Exercise task: Turn the records, starting with the line containing "green shopping bag" and going on through the line containing "55,199 -> 83,211", into a numbered list, leaving out any blank lines.

##### Records for this exercise #####

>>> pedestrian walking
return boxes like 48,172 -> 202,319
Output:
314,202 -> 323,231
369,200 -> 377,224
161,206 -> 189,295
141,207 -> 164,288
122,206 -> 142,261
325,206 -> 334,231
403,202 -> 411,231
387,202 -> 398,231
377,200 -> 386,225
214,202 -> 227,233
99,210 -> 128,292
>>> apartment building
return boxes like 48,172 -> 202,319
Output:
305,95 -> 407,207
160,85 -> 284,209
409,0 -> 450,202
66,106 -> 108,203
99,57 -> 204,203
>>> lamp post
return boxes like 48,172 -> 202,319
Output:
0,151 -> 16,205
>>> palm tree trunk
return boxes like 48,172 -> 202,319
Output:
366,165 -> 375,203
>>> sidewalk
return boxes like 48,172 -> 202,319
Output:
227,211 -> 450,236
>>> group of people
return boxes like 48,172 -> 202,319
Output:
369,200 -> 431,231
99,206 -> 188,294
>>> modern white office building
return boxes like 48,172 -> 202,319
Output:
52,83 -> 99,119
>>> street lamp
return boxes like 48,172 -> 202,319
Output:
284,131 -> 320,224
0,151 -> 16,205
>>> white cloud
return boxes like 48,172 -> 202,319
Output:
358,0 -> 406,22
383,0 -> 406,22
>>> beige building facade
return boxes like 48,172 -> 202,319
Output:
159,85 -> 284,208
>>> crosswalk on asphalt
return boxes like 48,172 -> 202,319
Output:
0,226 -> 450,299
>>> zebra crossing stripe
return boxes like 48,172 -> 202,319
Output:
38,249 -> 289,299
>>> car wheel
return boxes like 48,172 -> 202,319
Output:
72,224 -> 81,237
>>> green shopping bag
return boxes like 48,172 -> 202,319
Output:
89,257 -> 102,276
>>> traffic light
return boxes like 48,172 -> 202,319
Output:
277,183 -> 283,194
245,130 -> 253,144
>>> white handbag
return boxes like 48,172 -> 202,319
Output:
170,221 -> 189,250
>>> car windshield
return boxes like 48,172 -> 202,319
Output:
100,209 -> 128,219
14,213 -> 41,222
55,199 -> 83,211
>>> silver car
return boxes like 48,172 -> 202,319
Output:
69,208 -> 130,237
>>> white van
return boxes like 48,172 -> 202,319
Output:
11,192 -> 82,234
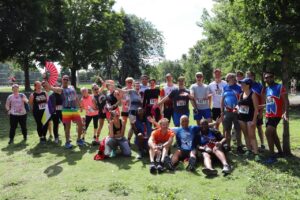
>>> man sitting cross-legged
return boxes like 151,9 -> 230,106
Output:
197,119 -> 231,176
148,118 -> 174,173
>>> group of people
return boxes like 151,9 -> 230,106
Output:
6,69 -> 288,175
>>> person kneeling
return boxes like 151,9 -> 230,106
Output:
148,118 -> 174,173
170,115 -> 200,171
198,120 -> 231,176
104,111 -> 131,157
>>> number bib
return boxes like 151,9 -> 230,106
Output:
239,105 -> 249,114
176,100 -> 186,107
39,103 -> 46,110
150,99 -> 158,105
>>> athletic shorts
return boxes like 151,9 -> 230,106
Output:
194,108 -> 211,120
211,108 -> 221,121
121,112 -> 129,117
173,112 -> 190,127
266,117 -> 281,128
62,108 -> 81,124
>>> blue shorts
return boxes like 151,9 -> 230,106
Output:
194,108 -> 211,120
173,112 -> 190,127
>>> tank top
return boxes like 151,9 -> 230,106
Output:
238,91 -> 254,121
33,92 -> 47,113
113,119 -> 122,135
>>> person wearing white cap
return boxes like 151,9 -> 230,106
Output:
5,84 -> 28,144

#####

Task answer:
1. >>> green shopping bag
2. return boxes like 48,172 -> 202,319
3. Output:
4. 89,257 -> 102,276
5. >>> traffic light
6. return boxes like 48,172 -> 202,319
7. Output:
8. 277,183 -> 283,194
9. 245,130 -> 253,144
10. >>> white handbag
11. return boxes like 48,172 -> 202,319
12. Output:
13. 170,221 -> 189,250
14. >>> car windshield
15. return boxes like 48,172 -> 202,319
16. Output:
17. 100,209 -> 128,219
18. 14,213 -> 41,222
19. 55,199 -> 83,211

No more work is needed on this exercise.